=== Data provided ===
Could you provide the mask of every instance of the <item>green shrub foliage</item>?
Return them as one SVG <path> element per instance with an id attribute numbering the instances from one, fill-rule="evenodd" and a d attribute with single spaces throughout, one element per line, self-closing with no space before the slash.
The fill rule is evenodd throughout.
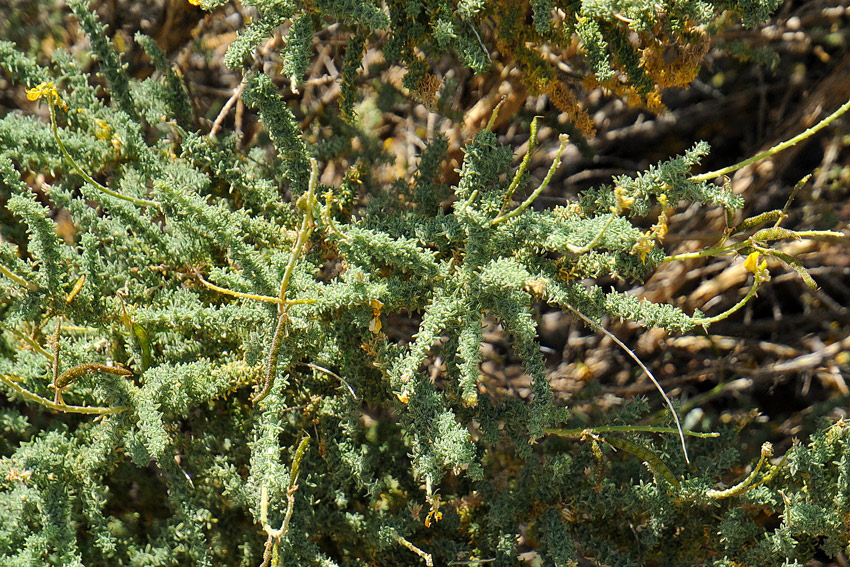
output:
<path id="1" fill-rule="evenodd" d="M 528 45 L 578 38 L 588 77 L 648 104 L 689 79 L 641 63 L 628 34 L 650 51 L 650 38 L 680 43 L 687 75 L 700 24 L 727 10 L 755 25 L 775 2 L 245 2 L 259 15 L 227 64 L 273 155 L 197 126 L 149 38 L 136 41 L 158 72 L 129 77 L 86 2 L 69 4 L 99 77 L 61 49 L 42 66 L 0 43 L 4 73 L 51 114 L 0 119 L 4 565 L 507 566 L 521 564 L 520 540 L 559 566 L 775 565 L 846 550 L 842 423 L 782 464 L 765 447 L 728 490 L 715 487 L 742 464 L 734 431 L 692 442 L 687 464 L 669 428 L 629 428 L 640 400 L 612 418 L 619 430 L 558 429 L 572 422 L 546 379 L 535 304 L 672 332 L 712 321 L 587 283 L 640 281 L 665 259 L 663 221 L 636 224 L 658 205 L 741 207 L 690 177 L 705 143 L 548 210 L 529 206 L 548 178 L 532 183 L 489 126 L 451 186 L 439 136 L 410 179 L 378 183 L 370 171 L 388 157 L 367 137 L 340 187 L 317 178 L 351 157 L 356 75 L 376 34 L 414 97 L 426 58 L 483 73 L 498 50 L 568 105 Z M 291 24 L 282 71 L 297 89 L 331 22 L 351 34 L 345 120 L 318 140 L 252 54 Z M 57 211 L 70 236 L 57 236 Z M 418 324 L 408 340 L 384 332 L 397 316 Z M 530 401 L 482 389 L 485 319 L 522 359 Z"/>

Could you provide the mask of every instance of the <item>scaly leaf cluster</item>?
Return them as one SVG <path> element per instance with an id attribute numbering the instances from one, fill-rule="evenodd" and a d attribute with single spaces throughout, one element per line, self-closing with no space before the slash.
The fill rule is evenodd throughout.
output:
<path id="1" fill-rule="evenodd" d="M 688 466 L 670 428 L 631 425 L 645 405 L 594 431 L 547 379 L 535 305 L 671 332 L 718 319 L 588 283 L 640 281 L 664 261 L 657 243 L 680 201 L 740 207 L 689 177 L 707 146 L 551 210 L 532 205 L 567 140 L 521 200 L 525 167 L 490 127 L 465 146 L 451 186 L 436 137 L 410 179 L 379 184 L 369 171 L 386 156 L 371 149 L 328 187 L 319 161 L 339 152 L 308 143 L 272 79 L 243 65 L 294 19 L 284 67 L 297 83 L 317 22 L 339 20 L 361 38 L 342 79 L 353 108 L 369 34 L 394 30 L 385 54 L 411 72 L 423 65 L 416 46 L 461 46 L 482 71 L 492 38 L 482 25 L 494 21 L 544 89 L 555 79 L 520 49 L 528 37 L 575 31 L 604 80 L 639 65 L 617 34 L 659 25 L 674 37 L 710 17 L 710 4 L 535 2 L 524 31 L 525 7 L 512 3 L 253 4 L 260 16 L 228 64 L 244 73 L 273 157 L 194 124 L 179 77 L 143 37 L 159 73 L 130 78 L 81 1 L 71 7 L 109 103 L 67 52 L 43 67 L 0 44 L 0 68 L 50 111 L 49 121 L 0 119 L 4 563 L 518 565 L 520 536 L 557 565 L 774 564 L 842 551 L 843 423 L 783 464 L 765 447 L 736 481 L 734 432 L 695 442 Z M 556 7 L 566 21 L 551 20 Z M 63 238 L 58 211 L 70 219 Z M 654 228 L 640 228 L 651 213 Z M 758 253 L 770 238 L 756 235 L 719 249 L 755 250 L 751 294 L 769 277 Z M 390 328 L 403 318 L 416 330 L 398 337 Z M 480 376 L 488 321 L 522 359 L 527 401 L 496 396 Z"/>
===
Pictures don't belong in the copy. Restate all the entries exactly.

**Result of the exercise**.
Could you provide the mask of every instance of the <item>green shrub foliage</item>?
Return them as one SVG <path> element per instance with an id attribute numbering the instances from one, fill-rule="evenodd" and a d attribute with single spaces throughout, one element per line, self-closing with no space before the slash.
The fill rule is evenodd throughout.
output:
<path id="1" fill-rule="evenodd" d="M 528 45 L 578 38 L 588 77 L 648 104 L 689 79 L 641 63 L 628 34 L 650 51 L 650 38 L 680 43 L 687 75 L 700 24 L 727 10 L 755 25 L 775 2 L 245 2 L 259 15 L 227 64 L 273 155 L 197 126 L 149 38 L 136 41 L 158 72 L 129 77 L 86 2 L 69 4 L 99 77 L 61 49 L 42 66 L 0 43 L 4 73 L 51 114 L 0 119 L 4 565 L 507 566 L 521 564 L 520 540 L 559 566 L 775 565 L 846 550 L 842 423 L 782 464 L 765 447 L 728 490 L 715 487 L 742 464 L 734 431 L 692 442 L 687 464 L 669 428 L 629 428 L 640 400 L 612 418 L 619 430 L 558 429 L 572 422 L 546 379 L 535 304 L 672 332 L 712 321 L 587 283 L 640 281 L 665 259 L 663 221 L 636 224 L 658 205 L 741 207 L 690 177 L 705 143 L 548 210 L 529 206 L 548 178 L 532 183 L 489 126 L 451 186 L 439 136 L 410 179 L 378 183 L 370 171 L 388 157 L 367 137 L 340 187 L 317 178 L 351 157 L 356 75 L 376 34 L 414 97 L 426 58 L 483 73 L 498 50 L 568 105 Z M 291 24 L 282 71 L 297 89 L 331 22 L 351 34 L 345 120 L 318 140 L 252 54 Z M 57 211 L 70 236 L 57 236 Z M 418 324 L 408 340 L 384 332 L 397 316 Z M 530 401 L 482 389 L 485 319 L 522 359 Z"/>

Could you provide the mask of every instance of the <item>scaly leaf cluster</item>?
Return them as one SVG <path> element per instance with an id attribute numbering the instances from one, fill-rule="evenodd" and a d attribute with single spaces throughout, one element per line, self-closing with no space before the slash.
The fill rule is evenodd throughout.
output:
<path id="1" fill-rule="evenodd" d="M 688 466 L 670 428 L 631 425 L 645 405 L 594 431 L 547 379 L 535 305 L 671 332 L 718 319 L 588 283 L 640 281 L 664 261 L 657 243 L 680 201 L 740 207 L 689 177 L 707 146 L 551 210 L 532 205 L 567 140 L 521 200 L 525 167 L 490 127 L 465 146 L 451 186 L 436 137 L 410 179 L 379 184 L 369 171 L 386 156 L 371 149 L 328 187 L 319 161 L 339 152 L 308 143 L 272 79 L 243 65 L 294 19 L 284 67 L 297 83 L 317 22 L 339 20 L 361 38 L 342 79 L 353 108 L 369 34 L 394 30 L 385 54 L 411 72 L 423 65 L 416 46 L 461 46 L 482 71 L 492 38 L 482 25 L 494 21 L 544 89 L 555 79 L 520 49 L 528 37 L 575 31 L 604 80 L 639 65 L 617 34 L 659 25 L 674 37 L 710 17 L 710 4 L 535 2 L 524 31 L 525 7 L 512 3 L 253 4 L 260 16 L 228 64 L 244 73 L 273 157 L 194 124 L 179 77 L 143 37 L 159 73 L 130 78 L 81 1 L 71 7 L 109 103 L 67 52 L 43 67 L 0 44 L 0 68 L 50 111 L 49 121 L 0 119 L 4 563 L 518 565 L 520 536 L 557 565 L 774 564 L 842 551 L 843 423 L 783 464 L 765 447 L 736 481 L 734 432 L 695 442 Z M 556 7 L 566 21 L 551 20 Z M 63 238 L 58 211 L 70 219 Z M 654 228 L 640 228 L 651 213 Z M 758 253 L 770 238 L 756 235 L 719 249 L 755 250 L 751 294 L 769 277 Z M 390 328 L 403 318 L 416 330 L 398 337 Z M 480 376 L 488 321 L 522 359 L 527 401 L 496 396 Z"/>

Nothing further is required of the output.